Study text:
★ ★ ★ ★ ★

Deep learning digs deep to understand mutations in DNA ‘junk’

Researchers have developed a deep-learning framework that can show how mutations in “noncoding DNA”—meaning parts of the strand that contain no genes—contribute to autism. And they believe their algorithm is generalizable for clinical researchers studying the role of noncoding mutations in just about any disease.

Senior author Olga Troyanskaya, PhD, of Princeton and colleagues had their work published online May 27 in Nature Genetics.

The team applied their framework to the families of 1,790 children who, alone among healthy siblings, have autism spectrum disorder.

They worked up a deep-learning technique in which an algorithm could train itself to home in on sections of DNA, including those in noncoding “junk” segments, and determine whether each plays a role in any of the hundreds of protein processes known to affect the regulation of genes.

As explained in lay terms in a news item from Princeton’s school of engineering and applied science, the algorithm “slides along the genome,” analyzing each chemical pair of DNA units in the context of the 1,000 chemical pairs around it. It performs this task until it has scanned all mutations.

★ ★ ★ ★ ★

Information:
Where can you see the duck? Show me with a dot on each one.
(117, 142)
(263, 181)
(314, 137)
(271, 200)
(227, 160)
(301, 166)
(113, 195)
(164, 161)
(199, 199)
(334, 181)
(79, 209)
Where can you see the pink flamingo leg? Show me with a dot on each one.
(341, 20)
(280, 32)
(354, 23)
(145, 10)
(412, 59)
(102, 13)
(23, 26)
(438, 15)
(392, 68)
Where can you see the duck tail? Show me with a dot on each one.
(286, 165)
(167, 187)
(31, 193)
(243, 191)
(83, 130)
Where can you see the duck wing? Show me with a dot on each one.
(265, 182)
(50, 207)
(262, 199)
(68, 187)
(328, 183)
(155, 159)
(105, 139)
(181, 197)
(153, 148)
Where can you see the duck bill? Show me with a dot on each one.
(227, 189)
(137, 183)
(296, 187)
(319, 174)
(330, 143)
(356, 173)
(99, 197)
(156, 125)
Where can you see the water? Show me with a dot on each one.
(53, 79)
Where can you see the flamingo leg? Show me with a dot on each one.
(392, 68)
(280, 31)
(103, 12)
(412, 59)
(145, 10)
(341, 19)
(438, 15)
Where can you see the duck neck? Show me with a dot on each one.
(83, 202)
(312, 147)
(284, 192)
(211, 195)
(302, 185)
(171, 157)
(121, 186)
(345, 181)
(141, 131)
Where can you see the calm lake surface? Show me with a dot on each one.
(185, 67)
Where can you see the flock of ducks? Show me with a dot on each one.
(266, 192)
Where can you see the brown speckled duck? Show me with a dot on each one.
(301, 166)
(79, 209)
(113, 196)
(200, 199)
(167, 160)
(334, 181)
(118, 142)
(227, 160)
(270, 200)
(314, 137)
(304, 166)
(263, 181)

★ ★ ★ ★ ★

Work instruction 1: Reproduce the stretch of the noncoding DNA article from "Researchers have developed" through "autism spectrum disorder.", switching "deep-learning framework" to "machine-learning framework".
Work instruction 2: Pick up the article on deep learning and noncoding DNA and continue it from the point where it stops.

Written answer 1:
Researchers have developed a machine-learning framework that can show how mutations in “noncoding DNA”—meaning parts of the strand that contain no genes—contribute to autism. And they believe their algorithm is generalizable for clinical researchers studying the role of noncoding mutations in just about any disease.

Senior author Olga Troyanskaya, PhD, of Princeton and colleagues had their work published online May 27 in Nature Genetics.

The team applied their framework to the families of 1,790 children who, alone among healthy siblings, have autism spectrum disorder.

Written answer 2:
The result is an algorithmically prioritized list of DNA sequences that are likely to regulate genes and mutations that are likely to interfere with that regulation.

Troyanskaya and co-authors found that, within the study cohort, fewer than 30% of individuals affected by autism spectrum disorder had a previously identified genetic cause.

The team said the newly found mutations will probably increase that fraction “significantly.”

“This method provides a framework for doing this analysis with any disease,” Troyanskaya added. “This transforms the way we need to think about the possible causes of those diseases.”

The team is currently applying its deep-learning development to root out the genetic causes of various cancers, heart diseases and other health disorders.